**WORK TO COMPLETE:**
Reproduce, word for word, everything from "Our Constitution doesn’t" down to "titles, like co-commissioner." in the passage about Washington commissions below.

**EXCERPTED PASSAGE:**
Our Constitution doesn’t burden the Congress with too many responsibilities. Two of the very few items on Congress’ annual to-do list are to balance the budget and pass spending bills to provide for the general welfare. However, Congress, worried their poll numbers might slip to the even lower 20s, has eagerly agreed to participate in that favorite Washington cop-out: the establishment of a ’commission of old dudes to state the obvious’.

These commissions are famously formed the same way. Find two prominent members, otherwise known as retirees, of the two prominent political parties—the liberal ‘Mo’ Money, Mo’ Money’ party and the conservative ‘Mo’ Money’ party—and give them the grandiose titles, like co-commissioner.

Then the person who formed the commission—in this case the President of the United States, the world’s most powerful man—proclaims loudly to a gagged press corps that this is an independent commission free from any influence or pressure. He repeats that statement ceaselessly, with growing volume, and the co-old dudes suddenly deduce that he brought them out of obscurity and he can quickly put them back there.

**ENTRIES SUPPLIED:**
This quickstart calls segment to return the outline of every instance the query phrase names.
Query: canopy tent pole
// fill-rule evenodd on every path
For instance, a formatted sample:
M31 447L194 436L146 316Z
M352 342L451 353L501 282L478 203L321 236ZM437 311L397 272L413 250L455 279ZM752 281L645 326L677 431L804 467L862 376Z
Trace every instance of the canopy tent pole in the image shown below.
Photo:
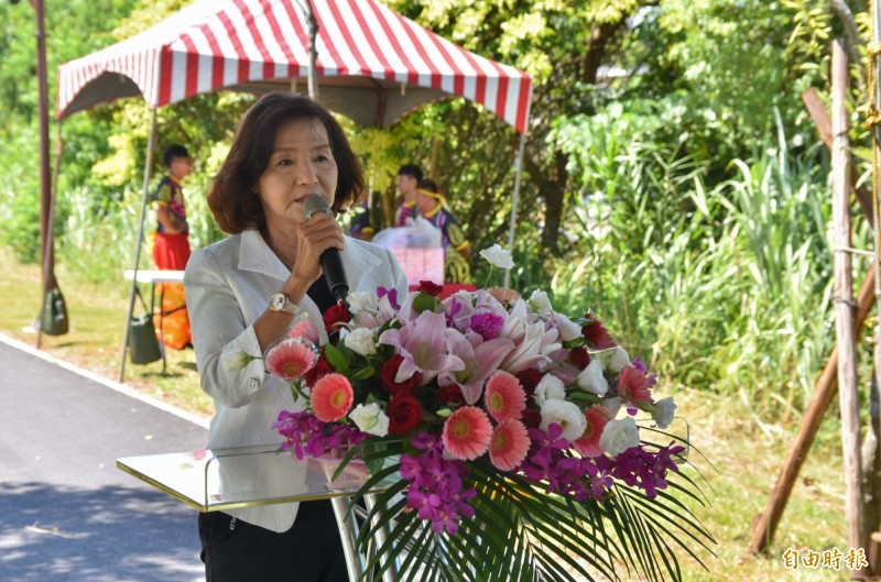
M318 20L315 18L315 7L312 6L312 0L301 0L301 7L306 12L306 22L308 23L309 34L309 63L308 63L308 79L307 89L309 97L318 100L318 69L316 63L318 61L318 47L315 40L318 36Z
M144 161L144 188L141 199L141 218L138 220L138 241L134 244L134 268L129 289L129 308L126 311L126 331L122 334L122 351L119 358L119 382L126 373L126 350L129 348L129 327L131 314L134 309L134 295L138 290L138 265L141 263L141 246L144 240L144 218L146 217L146 202L150 200L150 171L153 167L153 142L156 138L156 109L150 110L150 135L146 139L146 160Z
M520 147L516 151L516 158L514 160L514 196L511 200L511 224L508 228L508 250L514 252L514 228L516 227L516 205L520 202L520 174L523 169L523 150L526 146L526 132L520 134ZM505 287L511 282L511 270L504 270Z
M55 279L55 197L58 193L58 172L62 167L62 153L64 153L64 141L62 140L62 122L58 120L58 129L55 135L55 167L52 172L52 184L50 186L50 196L48 196L48 208L46 209L47 212L47 223L48 228L46 229L46 235L43 239L44 250L43 250L43 294L42 300L43 305L40 310L40 318L37 321L40 322L36 326L36 349L39 350L43 344L43 327L45 325L46 319L46 297L48 296L48 292L54 289L58 286L57 281ZM61 298L62 306L64 306L64 298ZM67 317L67 308L63 307L64 317Z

**RESPONSE TO THE EXERCISE:**
Our Constitution doesn’t burden the Congress with too many responsibilities. Two of the very few items on Congress’ annual to-do list are to balance the budget and pass spending bills to provide for the general welfare. However, Congress, worried their poll numbers might slip to the even lower 20s, has eagerly agreed to participate in that favorite Washington cop-out: the establishment of a ’commission of old dudes to state the obvious’.

These commissions are famously formed the same way. Find two prominent members, otherwise known as retirees, of the two prominent political parties—the liberal ‘Mo’ Money, Mo’ Money’ party and the conservative ‘Mo’ Money’ party—and give them the grandiose titles, like co-commissioner.